Top of PASSAGE TO READ

Brachypterois is a genus of marine ray-finned fishes belonging to the family Scorpaenidae, the scorpionfishes. They are native to the Indian Ocean and the western Pacific Ocean.

==Taxonomy==
Brachypterois was first formally described in 1938 by the American zoologist Henry Weed Fowler when he described Brachypterois serrulifer, from the Philippines, as the only species in this monotypic genus. This genus is classified within the tribe Pteroini of the subfamily Scorpaeninae within the family Scorpaenidae. The genus was regarded as monotypic, with Sebastes serrulatus, which was described by John Richardson in 1846, being regarded as a senior synonym of Fowler's B. serrulifer. However, a review of the genus published in 2013 and which examined many specimens of Brachypterois from across the wide distribution of the genus concluded that there were 3 valid species within the genus and that Fowler's B. serrilifer was a separate species from Richardson's B. serrulata. The genus name prefixes brachy, which means "short", to the genus name Pterois, a reference to the shorter dorsal fin spines of these fishes compared to the Pterois species.

==Species==
There are currently three recognized species in this genus:
- Brachypterois curvispina Matsunuma, M. Sakurai & Motomura, 2013 (Australian sawcheek scorpionfish)
- Brachypterois serrulata (J. Richardson, 1846) (Sawcheek scorpionfish)
- Brachypterois serrulifer Fowler, 1938 (Sawmaxilla scorpionfish)

Bottom of PASSAGE TO READ

» REQUIRED TASKS
1) Answer these questions using the Brachypterois article:
(a) In what year did Henry Weed Fowler first formally describe Brachypterois?
(b) What does the prefix "brachy" in the genus name mean?
(c) What common name does the article give for Brachypterois curvispina?
2) Write the next part of the Brachypterois article, picking up after its final line.

Top of SUPPLIED RECORDS

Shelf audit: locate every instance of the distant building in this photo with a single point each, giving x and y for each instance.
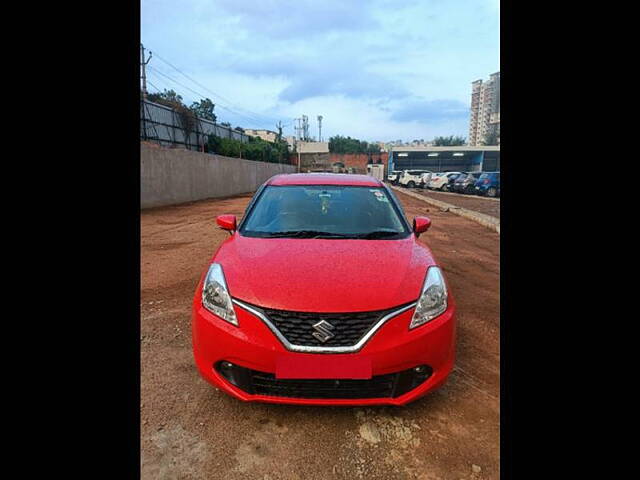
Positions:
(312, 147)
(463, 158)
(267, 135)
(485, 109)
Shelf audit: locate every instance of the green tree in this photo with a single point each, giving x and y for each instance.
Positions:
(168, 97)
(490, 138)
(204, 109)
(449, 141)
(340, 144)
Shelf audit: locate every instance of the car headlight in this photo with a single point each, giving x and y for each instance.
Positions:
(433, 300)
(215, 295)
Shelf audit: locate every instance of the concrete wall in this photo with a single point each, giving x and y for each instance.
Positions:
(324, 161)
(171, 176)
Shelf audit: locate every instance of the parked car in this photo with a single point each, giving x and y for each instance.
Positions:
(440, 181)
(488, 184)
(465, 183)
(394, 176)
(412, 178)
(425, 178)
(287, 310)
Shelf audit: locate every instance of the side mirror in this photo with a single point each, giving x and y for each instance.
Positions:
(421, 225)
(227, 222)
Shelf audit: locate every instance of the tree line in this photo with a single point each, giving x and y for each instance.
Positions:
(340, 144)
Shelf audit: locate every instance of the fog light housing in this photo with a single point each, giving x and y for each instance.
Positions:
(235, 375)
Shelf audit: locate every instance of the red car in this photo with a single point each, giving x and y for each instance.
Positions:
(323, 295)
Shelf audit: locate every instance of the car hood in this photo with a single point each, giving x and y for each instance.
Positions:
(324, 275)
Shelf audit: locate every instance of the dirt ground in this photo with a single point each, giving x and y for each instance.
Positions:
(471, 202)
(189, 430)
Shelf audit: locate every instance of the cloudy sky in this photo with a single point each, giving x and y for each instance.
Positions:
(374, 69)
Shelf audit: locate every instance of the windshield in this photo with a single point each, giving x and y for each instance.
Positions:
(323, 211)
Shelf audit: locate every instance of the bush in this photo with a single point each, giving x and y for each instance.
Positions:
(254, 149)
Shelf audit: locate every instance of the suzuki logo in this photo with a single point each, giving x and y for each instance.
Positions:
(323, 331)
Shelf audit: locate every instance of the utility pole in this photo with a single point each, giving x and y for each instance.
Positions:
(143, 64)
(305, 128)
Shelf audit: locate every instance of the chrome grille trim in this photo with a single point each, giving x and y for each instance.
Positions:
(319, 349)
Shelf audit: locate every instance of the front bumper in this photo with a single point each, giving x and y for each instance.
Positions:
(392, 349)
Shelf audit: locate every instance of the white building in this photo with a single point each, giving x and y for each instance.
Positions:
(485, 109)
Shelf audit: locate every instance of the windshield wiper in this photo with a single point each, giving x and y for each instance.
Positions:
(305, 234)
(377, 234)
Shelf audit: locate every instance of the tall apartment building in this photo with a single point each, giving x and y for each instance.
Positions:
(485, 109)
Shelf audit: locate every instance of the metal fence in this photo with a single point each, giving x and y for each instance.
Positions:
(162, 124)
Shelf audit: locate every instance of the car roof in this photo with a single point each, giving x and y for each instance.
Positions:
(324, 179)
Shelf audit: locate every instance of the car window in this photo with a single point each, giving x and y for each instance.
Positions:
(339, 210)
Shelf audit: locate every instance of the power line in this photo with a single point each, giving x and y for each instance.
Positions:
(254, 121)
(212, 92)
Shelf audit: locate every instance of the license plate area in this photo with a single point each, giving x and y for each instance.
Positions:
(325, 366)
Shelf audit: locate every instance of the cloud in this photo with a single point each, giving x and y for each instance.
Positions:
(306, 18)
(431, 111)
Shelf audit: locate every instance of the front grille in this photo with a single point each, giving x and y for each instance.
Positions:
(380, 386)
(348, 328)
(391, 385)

Bottom of SUPPLIED RECORDS

» ANSWERS PER TASK
1)
(a) 1938
(b) "Short"
(c) Australian sawcheek scorpionfish

2)
==Characteristics==
Brachypterois is characterised by having a dorsal fin spine count which is typically 13, but is infrequently 12 or 14, 3 spines in the anal fin, 5-8 branched rays in the caudal fin with 3 procurrent rays on either side. The maxilla is clothed in scales; there are clear ridges on the jaw; the intraorbital space is flat and has scales. The dorsal, anal and pelvic fin spines have clear notches which contain venom glands. There are no palatine teeth. The orbit and the suborbital ridge distinctly closed. There are 5 spines on the preoperculum. These are relatively small species which range in maximum total length from 12.6 cm in B. curvispina to 15.5 cm in B. serrulifer.

==Distribution==
Brachyterois scorpionfishes are found in the Indo-Pacific region, the most widespread species is B. serrulifer which is found from East Africa to the Philippines, B. curvispina is endemic to northeastern Australia and B. serrulata is found in the western pacific from the Gulf of Thailand to southern Japan.